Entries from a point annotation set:
— Begin —

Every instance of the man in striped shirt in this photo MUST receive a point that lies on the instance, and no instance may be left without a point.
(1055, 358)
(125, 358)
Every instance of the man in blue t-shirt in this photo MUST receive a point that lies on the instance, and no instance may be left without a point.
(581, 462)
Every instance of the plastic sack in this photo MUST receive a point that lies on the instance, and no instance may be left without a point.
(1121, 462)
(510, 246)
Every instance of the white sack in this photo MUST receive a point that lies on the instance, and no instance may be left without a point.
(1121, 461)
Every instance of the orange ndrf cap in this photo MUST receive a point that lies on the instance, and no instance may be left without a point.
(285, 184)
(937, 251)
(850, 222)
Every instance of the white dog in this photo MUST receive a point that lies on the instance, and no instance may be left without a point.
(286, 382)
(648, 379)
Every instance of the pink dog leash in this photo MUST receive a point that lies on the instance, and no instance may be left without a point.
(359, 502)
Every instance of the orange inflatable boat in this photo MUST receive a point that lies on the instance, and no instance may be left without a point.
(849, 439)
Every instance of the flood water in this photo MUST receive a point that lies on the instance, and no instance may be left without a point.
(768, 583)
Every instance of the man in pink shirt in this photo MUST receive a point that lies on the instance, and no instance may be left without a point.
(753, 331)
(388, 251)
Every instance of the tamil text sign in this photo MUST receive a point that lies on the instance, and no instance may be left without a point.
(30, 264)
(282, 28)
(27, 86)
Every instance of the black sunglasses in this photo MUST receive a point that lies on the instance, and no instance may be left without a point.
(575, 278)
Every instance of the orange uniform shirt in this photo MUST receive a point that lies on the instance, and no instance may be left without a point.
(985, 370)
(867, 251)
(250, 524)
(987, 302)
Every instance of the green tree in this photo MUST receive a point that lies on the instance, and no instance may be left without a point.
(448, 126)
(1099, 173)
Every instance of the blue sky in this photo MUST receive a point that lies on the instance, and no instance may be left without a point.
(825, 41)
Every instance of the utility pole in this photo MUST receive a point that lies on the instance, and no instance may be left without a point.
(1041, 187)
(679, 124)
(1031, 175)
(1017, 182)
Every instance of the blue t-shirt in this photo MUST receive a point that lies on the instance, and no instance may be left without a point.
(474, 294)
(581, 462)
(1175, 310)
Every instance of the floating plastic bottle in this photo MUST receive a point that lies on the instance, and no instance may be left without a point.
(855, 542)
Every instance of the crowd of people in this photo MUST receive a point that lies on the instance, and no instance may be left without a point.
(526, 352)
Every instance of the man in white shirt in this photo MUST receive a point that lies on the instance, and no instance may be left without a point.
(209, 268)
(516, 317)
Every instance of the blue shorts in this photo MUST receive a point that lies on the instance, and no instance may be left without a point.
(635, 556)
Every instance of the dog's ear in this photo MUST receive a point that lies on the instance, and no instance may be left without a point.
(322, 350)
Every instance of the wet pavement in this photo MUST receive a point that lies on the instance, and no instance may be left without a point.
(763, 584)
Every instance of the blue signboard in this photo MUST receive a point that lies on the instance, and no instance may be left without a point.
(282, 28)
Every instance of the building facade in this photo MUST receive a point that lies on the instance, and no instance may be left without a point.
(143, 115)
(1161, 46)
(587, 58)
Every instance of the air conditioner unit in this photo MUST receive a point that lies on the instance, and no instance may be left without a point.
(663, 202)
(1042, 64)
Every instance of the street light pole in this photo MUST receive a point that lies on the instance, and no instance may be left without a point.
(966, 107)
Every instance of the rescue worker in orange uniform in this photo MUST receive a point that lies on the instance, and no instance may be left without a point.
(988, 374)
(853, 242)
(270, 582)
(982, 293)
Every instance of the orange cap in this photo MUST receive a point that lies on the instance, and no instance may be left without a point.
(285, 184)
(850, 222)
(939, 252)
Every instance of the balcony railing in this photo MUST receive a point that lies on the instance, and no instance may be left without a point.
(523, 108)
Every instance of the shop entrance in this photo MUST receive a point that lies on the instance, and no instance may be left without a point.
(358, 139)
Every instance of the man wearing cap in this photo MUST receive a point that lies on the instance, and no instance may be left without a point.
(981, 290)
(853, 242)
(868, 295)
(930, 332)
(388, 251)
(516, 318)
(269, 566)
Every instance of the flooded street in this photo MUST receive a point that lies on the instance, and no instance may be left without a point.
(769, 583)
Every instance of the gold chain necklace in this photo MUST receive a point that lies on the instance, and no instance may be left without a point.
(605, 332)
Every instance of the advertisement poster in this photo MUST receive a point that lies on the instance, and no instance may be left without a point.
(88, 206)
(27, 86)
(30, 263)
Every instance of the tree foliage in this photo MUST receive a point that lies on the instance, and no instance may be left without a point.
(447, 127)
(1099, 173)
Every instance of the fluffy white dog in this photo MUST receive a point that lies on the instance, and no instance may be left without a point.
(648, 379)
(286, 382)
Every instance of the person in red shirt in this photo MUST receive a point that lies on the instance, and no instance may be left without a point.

— End —

▶ [Goal of the exercise]: Output all of the records above as a JSON array of strings, with one string per line and any blank lines omitted.

▶ [Solution to this task]:
[
  "Every instance of the man in striped shirt in this photo MUST receive a point that lies on the instance, and no instance may be left without a point.",
  "(1055, 358)",
  "(125, 358)",
  "Every instance of the man in blue t-shirt in this photo MUST receive a point that lies on the instance, and no instance may be left without a point.",
  "(581, 462)",
  "Every instance of the plastic sack in this photo MUST receive a point that lies on the instance, and no instance may be left without a point.",
  "(1121, 462)",
  "(510, 246)",
  "Every instance of the white sack in this photo MUST receive a point that lies on the instance, and no instance may be left without a point.",
  "(1121, 461)",
  "Every instance of the orange ndrf cap in this photo MUST receive a point that lies on the instance, and no instance may be left without a point.",
  "(285, 184)",
  "(937, 251)",
  "(850, 222)",
  "Every instance of the white dog in this photo MUST receive a point that lies on the instance, and no instance may be left without a point.",
  "(286, 382)",
  "(648, 379)",
  "Every instance of the pink dog leash in this photo MUST receive a point that lies on the instance, and no instance may be left without a point.",
  "(359, 502)",
  "Every instance of the orange inflatable boat in this photo MUST receive a point that lies on the instance, and no instance may be left without a point.",
  "(849, 439)",
  "Every instance of the flood water in this photo MUST receive a point that lies on the instance, and no instance may be left without a point.",
  "(768, 583)",
  "Every instance of the man in pink shirt in this photo MUST receive a point that lies on the instance, and no instance may be left without a point.",
  "(753, 331)",
  "(388, 251)",
  "Every instance of the tamil text sign in this photo MUST receive a point that lies on the instance, and no instance may be left without a point.",
  "(30, 264)",
  "(282, 28)",
  "(27, 86)",
  "Every instance of the black sunglasses in this photo MUST receive a point that lies on the instance, and no instance may be left without a point.",
  "(575, 278)",
  "Every instance of the orange uniform shirt in this photo MUST receive a point that lies on the instance, and no instance may be left without a point.",
  "(985, 370)",
  "(867, 251)",
  "(250, 524)",
  "(987, 302)",
  "Every instance of the green tree in this photo MUST receive a point that lies on the instance, and no instance may be left without a point.",
  "(448, 126)",
  "(1099, 173)",
  "Every instance of the blue sky in this photo MUST receive a point that lies on the instance, and no instance may be left without a point.",
  "(825, 41)",
  "Every instance of the utility pole in this photo MUST receive a point that lies on the instance, and no instance may be left without a point.",
  "(1041, 187)",
  "(679, 124)",
  "(1031, 175)",
  "(1017, 182)",
  "Every instance of the blue t-shirt in this photo MUST receive a point that lies on the instance, and no instance may be left without a point.",
  "(474, 294)",
  "(581, 462)",
  "(1175, 310)",
  "Every instance of the floating plastic bottle in this photo MUST receive a point that lies on the instance, and no instance may be left without a point.",
  "(855, 542)",
  "Every instance of the crowd of people in this photo MUST receive a point that lies on the instance, and no instance may be left without a point.",
  "(526, 352)",
  "Every instance of the man in white shirt in this photo MUST receive a point that lies on the instance, and no instance may be left without a point.",
  "(209, 268)",
  "(516, 317)",
  "Every instance of the blue shorts in this photo MUST receive a point that lies on the instance, and no instance may be left without a point.",
  "(635, 556)",
  "Every instance of the dog's ear in this photo MUST receive a point that lies on the instance, and no instance may be left without a point.",
  "(322, 350)",
  "Every instance of the wet pavement in this photo MUST receive a point that lies on the instance, and no instance may be left without a point.",
  "(763, 584)",
  "Every instance of the blue signboard in this photo MUST receive a point that lies on the instance, and no instance may be left without a point.",
  "(282, 28)",
  "Every instance of the building facade in this photo MUST receive a point that lies on the instance, and no instance may be left without a point.",
  "(143, 115)",
  "(1161, 46)",
  "(587, 58)",
  "Every instance of the air conditioner unit in this photo MUST receive a point that lies on the instance, and no instance may be left without a point.",
  "(663, 202)",
  "(1042, 64)",
  "Every instance of the street light pole in this photo MUST receive a point that lies on the instance, and no instance may be left without a point.",
  "(966, 107)",
  "Every instance of the rescue worker in orange uniform in this photo MUST receive a point that lies on the instance, and no instance may be left without a point.",
  "(988, 374)",
  "(853, 242)",
  "(270, 582)",
  "(982, 293)",
  "Every instance of the orange cap in this photo MUST receive a point that lies on the instance, and no instance may be left without a point.",
  "(285, 184)",
  "(850, 222)",
  "(939, 252)",
  "Every instance of the balcony railing in this photo MUST receive a point that lies on the instance, and no instance may be left without a point.",
  "(523, 108)",
  "Every instance of the shop entrance in this photo MUST receive a point that lies on the instance, and no instance may be left without a point.",
  "(358, 139)",
  "Every instance of the man wearing cap in this photo MUST receive a point that lies on the instance, and no instance may be left without a point.",
  "(981, 290)",
  "(853, 242)",
  "(868, 295)",
  "(930, 332)",
  "(388, 251)",
  "(516, 318)",
  "(269, 566)",
  "Every instance of the flooded street in this photo MUST receive a point that lies on the instance, and no instance may be left without a point.",
  "(769, 583)",
  "Every instance of the gold chain necklace in this photo MUST receive a point that lies on the instance, and no instance may be left without a point.",
  "(605, 332)",
  "Every instance of the advertisement poster in this photo MUST receive a point that lies on the instance, and no instance may be left without a point.",
  "(88, 206)",
  "(27, 86)",
  "(30, 263)",
  "Every instance of the tree foliage in this photo MUST receive a point that lies on the instance, and no instance may be left without a point.",
  "(447, 127)",
  "(1099, 173)",
  "Every instance of the fluffy white dog in this photo MUST receive a point that lies on the instance, and no instance may be left without a point.",
  "(648, 379)",
  "(286, 382)",
  "Every instance of the person in red shirt in this photo MUST receive a point that lies on the instance, and no instance may be left without a point."
]